Sur le Pont d’Avignon
L’on y danse, l’on y danse
Sur le Pont d’Avignon
L’on y danse tous en rond
Many of us learned that song as kids, about the famous Pont d’Avignon in Provence (real name: Pont Saint-Bénézet). For those of us lucky enough to visit Avignon and see the bridge in all its glory, hoping perhaps to dance on it ourselves, we are often surprised because it’s rather short—only about 100 meters long and ending partway across the Rhone River.
It was built between 1175 and 1185 and is a UNESCO World Heritage Site. Much of the original Pont d’Avignon tumbled into the Rhone centuries ago, a victim of inadequate construction and poor maintenance. Today it’s hard to imagine what it looked like when it was a full kilometer long and spanned the entire river. Was it straight or curved? Was it fortified? Did it have a drawbridge in the middle?
To answer this question, a team of French scientists and historians has joined together with digital artists to create a complete, three-dimensional model of the bridge. The result is impressive, and may surprise you.

» **INFORMATION SUPPLIED**
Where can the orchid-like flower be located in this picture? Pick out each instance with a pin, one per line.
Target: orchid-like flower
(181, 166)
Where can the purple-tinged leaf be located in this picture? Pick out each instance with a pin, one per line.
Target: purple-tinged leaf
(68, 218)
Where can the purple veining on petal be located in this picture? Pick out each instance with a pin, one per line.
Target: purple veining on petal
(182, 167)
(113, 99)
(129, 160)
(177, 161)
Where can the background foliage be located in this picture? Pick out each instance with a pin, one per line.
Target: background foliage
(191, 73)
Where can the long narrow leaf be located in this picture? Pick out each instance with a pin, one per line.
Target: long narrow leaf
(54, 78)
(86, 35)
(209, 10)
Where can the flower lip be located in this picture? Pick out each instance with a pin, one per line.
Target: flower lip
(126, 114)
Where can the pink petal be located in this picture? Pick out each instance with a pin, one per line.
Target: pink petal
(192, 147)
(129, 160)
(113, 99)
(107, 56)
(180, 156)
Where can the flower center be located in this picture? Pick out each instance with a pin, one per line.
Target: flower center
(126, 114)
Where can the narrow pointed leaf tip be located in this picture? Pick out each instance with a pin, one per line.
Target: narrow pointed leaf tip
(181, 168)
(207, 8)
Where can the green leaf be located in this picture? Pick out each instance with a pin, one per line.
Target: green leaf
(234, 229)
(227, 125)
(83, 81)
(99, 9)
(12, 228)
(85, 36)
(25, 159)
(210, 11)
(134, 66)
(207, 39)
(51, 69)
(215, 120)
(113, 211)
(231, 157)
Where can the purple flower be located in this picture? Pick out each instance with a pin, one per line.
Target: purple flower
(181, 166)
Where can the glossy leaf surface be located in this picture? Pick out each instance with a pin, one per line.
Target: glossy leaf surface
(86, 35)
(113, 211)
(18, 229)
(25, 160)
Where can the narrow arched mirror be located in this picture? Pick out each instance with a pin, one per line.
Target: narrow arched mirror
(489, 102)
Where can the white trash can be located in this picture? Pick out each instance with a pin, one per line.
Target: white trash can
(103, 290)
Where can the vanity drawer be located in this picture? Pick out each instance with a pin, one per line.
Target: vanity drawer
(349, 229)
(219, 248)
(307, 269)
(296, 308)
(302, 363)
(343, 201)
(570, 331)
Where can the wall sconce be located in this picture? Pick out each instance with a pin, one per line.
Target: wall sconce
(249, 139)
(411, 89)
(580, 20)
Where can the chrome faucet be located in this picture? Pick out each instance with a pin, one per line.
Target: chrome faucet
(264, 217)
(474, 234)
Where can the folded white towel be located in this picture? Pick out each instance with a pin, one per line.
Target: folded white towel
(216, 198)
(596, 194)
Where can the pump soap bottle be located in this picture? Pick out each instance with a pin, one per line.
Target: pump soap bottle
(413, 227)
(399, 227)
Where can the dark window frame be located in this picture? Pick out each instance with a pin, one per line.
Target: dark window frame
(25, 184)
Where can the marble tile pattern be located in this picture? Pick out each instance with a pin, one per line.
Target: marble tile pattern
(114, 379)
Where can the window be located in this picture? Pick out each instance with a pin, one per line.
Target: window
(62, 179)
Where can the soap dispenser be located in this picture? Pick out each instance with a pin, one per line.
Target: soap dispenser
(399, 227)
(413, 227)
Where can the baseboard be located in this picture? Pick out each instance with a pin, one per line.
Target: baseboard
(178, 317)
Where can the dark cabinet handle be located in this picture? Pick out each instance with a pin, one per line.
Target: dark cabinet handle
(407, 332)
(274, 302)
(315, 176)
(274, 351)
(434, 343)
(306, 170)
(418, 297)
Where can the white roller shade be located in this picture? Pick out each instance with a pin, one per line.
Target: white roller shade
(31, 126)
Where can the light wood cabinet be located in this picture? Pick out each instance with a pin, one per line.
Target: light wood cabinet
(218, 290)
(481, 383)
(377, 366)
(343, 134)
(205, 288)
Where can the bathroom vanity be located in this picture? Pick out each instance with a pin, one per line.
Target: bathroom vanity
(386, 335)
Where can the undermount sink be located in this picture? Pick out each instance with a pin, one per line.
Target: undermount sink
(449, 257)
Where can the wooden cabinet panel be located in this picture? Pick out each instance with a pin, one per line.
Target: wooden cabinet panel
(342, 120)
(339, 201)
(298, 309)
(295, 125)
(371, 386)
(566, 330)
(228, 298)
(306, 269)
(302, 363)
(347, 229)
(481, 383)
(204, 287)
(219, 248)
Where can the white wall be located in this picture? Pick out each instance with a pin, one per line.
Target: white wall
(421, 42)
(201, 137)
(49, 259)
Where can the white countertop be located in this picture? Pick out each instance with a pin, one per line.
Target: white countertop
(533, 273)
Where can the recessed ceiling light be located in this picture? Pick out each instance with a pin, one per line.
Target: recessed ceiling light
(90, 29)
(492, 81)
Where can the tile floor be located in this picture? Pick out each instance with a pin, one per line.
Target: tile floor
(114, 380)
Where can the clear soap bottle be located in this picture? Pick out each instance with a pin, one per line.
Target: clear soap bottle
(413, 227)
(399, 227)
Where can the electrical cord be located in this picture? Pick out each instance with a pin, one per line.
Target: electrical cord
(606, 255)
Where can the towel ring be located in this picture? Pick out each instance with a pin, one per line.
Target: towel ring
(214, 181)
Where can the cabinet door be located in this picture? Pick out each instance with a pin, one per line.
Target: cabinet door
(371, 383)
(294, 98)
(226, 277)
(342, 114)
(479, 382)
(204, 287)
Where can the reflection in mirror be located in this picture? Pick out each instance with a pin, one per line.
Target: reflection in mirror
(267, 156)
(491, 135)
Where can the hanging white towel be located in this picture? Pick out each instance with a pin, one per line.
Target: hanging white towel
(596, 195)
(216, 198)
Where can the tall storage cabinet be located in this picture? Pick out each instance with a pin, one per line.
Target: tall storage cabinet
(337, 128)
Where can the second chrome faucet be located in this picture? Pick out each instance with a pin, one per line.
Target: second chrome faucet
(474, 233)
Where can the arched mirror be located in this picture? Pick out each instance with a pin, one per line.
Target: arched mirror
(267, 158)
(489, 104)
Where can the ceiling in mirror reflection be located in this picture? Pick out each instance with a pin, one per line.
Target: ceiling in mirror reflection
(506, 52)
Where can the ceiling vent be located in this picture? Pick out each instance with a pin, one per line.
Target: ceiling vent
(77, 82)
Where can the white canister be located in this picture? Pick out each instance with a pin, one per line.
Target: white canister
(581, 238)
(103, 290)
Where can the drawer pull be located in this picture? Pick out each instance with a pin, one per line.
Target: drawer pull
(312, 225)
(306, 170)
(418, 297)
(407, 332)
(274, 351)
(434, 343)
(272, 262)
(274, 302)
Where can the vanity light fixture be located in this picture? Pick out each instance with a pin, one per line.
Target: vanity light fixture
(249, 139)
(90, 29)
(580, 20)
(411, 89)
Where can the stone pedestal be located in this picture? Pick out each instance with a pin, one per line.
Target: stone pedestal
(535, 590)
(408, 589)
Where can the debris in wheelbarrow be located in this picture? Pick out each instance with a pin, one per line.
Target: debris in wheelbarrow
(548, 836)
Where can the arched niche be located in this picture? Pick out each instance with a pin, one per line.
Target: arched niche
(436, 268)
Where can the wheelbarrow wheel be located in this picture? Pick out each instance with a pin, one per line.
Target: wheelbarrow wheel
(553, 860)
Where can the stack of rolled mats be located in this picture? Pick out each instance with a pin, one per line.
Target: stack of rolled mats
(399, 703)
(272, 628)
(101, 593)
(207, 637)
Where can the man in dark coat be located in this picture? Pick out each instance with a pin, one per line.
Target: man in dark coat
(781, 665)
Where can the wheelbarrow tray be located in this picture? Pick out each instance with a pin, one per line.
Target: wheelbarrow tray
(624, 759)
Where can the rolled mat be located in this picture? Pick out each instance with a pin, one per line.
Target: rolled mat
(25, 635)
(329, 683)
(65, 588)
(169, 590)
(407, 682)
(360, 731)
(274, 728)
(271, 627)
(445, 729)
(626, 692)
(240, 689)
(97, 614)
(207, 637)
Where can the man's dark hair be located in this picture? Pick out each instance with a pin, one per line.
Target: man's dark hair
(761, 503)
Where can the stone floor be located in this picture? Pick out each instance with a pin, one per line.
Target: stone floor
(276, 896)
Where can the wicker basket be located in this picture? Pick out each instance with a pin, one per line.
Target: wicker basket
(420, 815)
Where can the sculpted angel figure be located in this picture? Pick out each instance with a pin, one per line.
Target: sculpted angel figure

» **WHAT TO WORK ON**
A: In the Pont d'Avignon text, between which years was the bridge built?
B: Which groups of people does the Pont d'Avignon text say joined together to create the three-dimensional model of the bridge? List all of them.
C: Quote the Pont d'Avignon text word for word, from "It was built" up to and including "may surprise you.".

» **RESPONSES TO THE EXERCISE**
A: Between 1175 and 1185.

B: French scientists, historians, digital artists

C:
It was built between 1175 and 1185 and is a UNESCO World Heritage Site. Much of the original Pont d’Avignon tumbled into the Rhone centuries ago, a victim of inadequate construction and poor maintenance. Today it’s hard to imagine what it looked like when it was a full kilometer long and spanned the entire river. Was it straight or curved? Was it fortified? Did it have a drawbridge in the middle?
To answer this question, a team of French scientists and historians has joined together with digital artists to create a complete, three-dimensional model of the bridge. The result is impressive, and may surprise you.